## [課題]
下の「読む文章」によると、シンポジウムでケースワーカーは身体的拘束についてどう主張しましたか。

───── 読む文章 ─────

医学界新聞

 Nurse's Essay

 久々に看護学会に参加して

 八谷量子


 先日,久々に精神科の急性期看護の学会(10月2-3日,東京)に参加する機会があった。急性期という専門性から,救急入院時に興奮して暴れたり,看護者に暴言を吐くなどの処遇困難な患者の看護を扱った発表が多かった。また,最近の社会情勢を反映してか外国人や,ホームレスの患者の増加が目立つとの指摘もされていた。
 今回特に興味深かったのがシンポジウム。発表者は医師,看護婦,ケースワーカー,弁護士という構成であったが,それぞれの専門分野によって観点が異なり,統一した見解で精神科の治療に当たることの困難さをしみじみと感じた。
 特に身体的拘束に関しては,医師や看護者からは治療上やむを得ない行為であり,むしろ患者の興奮を鎮める効果があり,治療に入るには不可欠であることや,患者自身や看護者の安全を保護する意味でも必要な処置であるとする意見が主流を占めた。これに対しケースワーカーは,「甘いと思われるのは承知の上」と前置きし,あくまでも患者さんの人権を考え,重視するならば,身体的拘束はすべきではないと主張した。両者の意見はどこまでいっても噛み合わず,平行線をたどったままシンポジウムは時間切れで終了した。
 精神科の看護に携わっている関係で,日頃急性期の患者さんたちと接し,保護室の使用や身体的拘束をやむを得ないものとして行なう場合がある。病状が安定した患者さんに,後から「保護室に入られた時は辛かったよ」と言われたこともある。今回の人権論争をベースにした意見の食い違いは,現場看護者のジレンマでもあり,自分自身の問題として深く考えさせられた。
 それでも,患者さんたちにはそのような処置がなぜ必要だったのか,その時点ではそうすることが最善の方法であったことを後日談でもいい,誠意を持って説明し理解してもらうことで,誤解や偏見といった精神医療のマイナスイメージを払拭できると信じている。精神科看護と人権について考えさせられた学会であった。

───── 演習データ ─────

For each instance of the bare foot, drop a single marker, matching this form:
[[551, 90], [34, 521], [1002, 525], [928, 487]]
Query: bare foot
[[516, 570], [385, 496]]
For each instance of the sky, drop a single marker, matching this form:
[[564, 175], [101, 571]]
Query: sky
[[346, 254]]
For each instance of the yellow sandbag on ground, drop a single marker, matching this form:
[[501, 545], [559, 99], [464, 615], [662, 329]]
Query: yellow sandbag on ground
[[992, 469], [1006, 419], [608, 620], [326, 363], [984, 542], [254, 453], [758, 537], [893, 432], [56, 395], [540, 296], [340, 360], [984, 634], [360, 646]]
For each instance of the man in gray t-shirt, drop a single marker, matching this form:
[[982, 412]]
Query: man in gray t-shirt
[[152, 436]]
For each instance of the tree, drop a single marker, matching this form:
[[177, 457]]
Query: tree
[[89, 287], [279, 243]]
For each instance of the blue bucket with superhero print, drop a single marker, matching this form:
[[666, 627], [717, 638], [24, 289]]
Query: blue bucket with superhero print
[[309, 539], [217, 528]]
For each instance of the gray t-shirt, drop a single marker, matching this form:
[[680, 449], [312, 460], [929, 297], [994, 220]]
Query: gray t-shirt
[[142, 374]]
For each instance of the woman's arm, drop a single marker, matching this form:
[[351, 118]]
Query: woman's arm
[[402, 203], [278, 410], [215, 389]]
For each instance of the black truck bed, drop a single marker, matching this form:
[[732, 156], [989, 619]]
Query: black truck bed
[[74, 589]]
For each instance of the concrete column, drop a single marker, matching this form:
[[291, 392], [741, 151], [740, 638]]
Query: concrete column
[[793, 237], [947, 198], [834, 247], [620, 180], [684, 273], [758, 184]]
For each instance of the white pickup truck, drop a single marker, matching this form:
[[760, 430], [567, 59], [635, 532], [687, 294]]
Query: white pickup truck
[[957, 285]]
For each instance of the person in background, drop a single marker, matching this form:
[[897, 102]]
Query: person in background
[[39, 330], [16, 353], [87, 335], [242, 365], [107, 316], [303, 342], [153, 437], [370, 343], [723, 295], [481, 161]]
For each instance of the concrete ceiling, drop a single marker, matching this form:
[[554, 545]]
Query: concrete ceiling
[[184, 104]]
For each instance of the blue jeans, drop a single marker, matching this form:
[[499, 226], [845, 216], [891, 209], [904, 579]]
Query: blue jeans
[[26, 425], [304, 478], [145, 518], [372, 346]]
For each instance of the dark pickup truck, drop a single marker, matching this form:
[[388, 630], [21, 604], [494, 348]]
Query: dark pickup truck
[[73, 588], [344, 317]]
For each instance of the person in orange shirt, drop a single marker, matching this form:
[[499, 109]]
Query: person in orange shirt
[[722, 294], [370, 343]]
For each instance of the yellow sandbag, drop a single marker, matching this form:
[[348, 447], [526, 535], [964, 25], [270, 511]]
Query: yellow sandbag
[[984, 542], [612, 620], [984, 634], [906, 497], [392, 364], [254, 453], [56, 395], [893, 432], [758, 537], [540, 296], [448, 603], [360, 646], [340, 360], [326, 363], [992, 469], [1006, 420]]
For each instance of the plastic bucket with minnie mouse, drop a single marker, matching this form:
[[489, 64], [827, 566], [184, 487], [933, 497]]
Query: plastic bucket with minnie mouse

─────
───── 演習データ ─────

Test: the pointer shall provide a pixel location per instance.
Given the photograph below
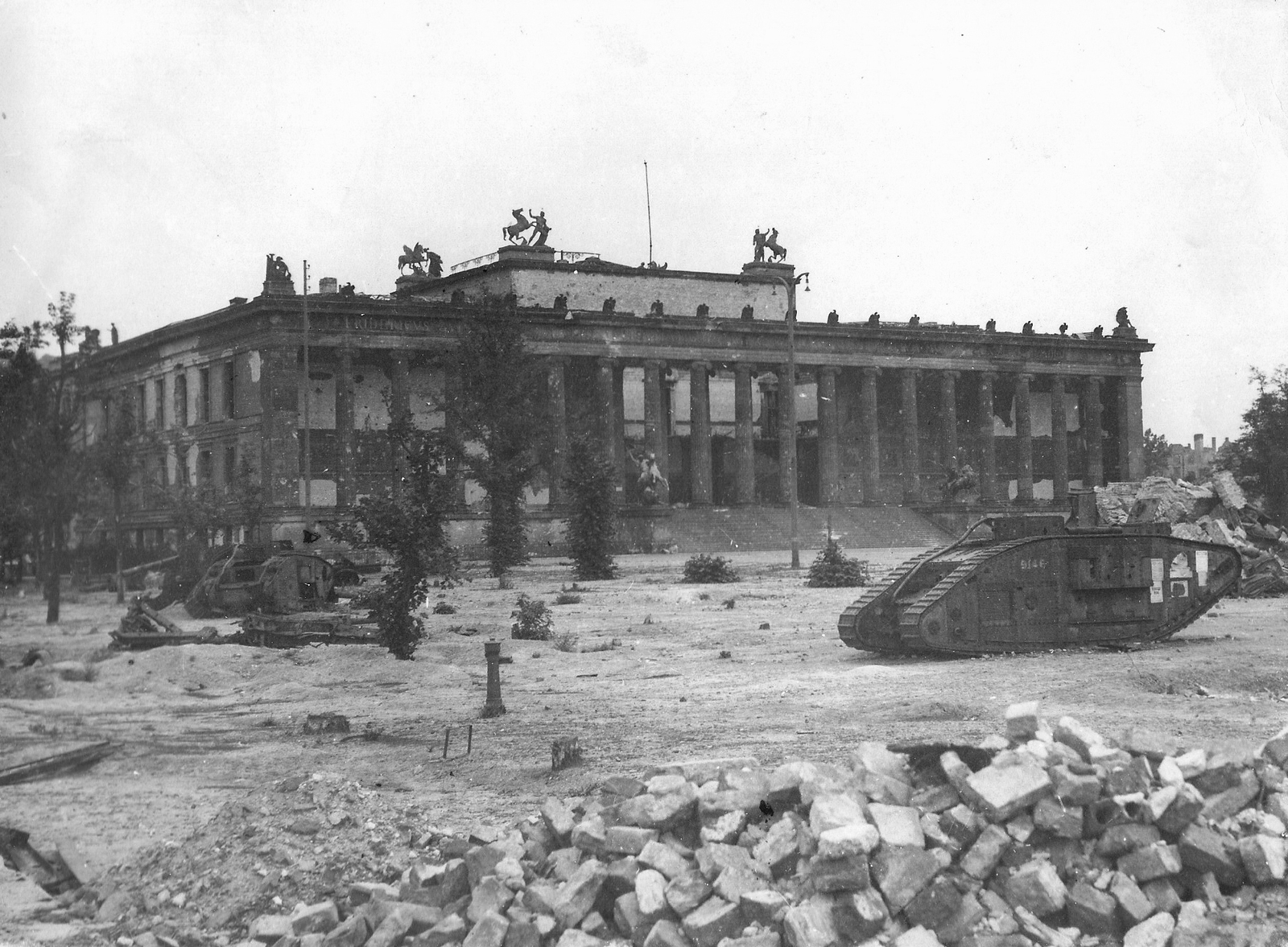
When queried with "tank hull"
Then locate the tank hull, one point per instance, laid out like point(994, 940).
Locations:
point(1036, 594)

─────
───── 演習データ ─────

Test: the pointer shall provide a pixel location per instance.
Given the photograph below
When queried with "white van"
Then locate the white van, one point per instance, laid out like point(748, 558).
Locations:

─────

## [解答]
患者さんの人権を考え重視するならば、身体的拘束はすべきではないと主張しました。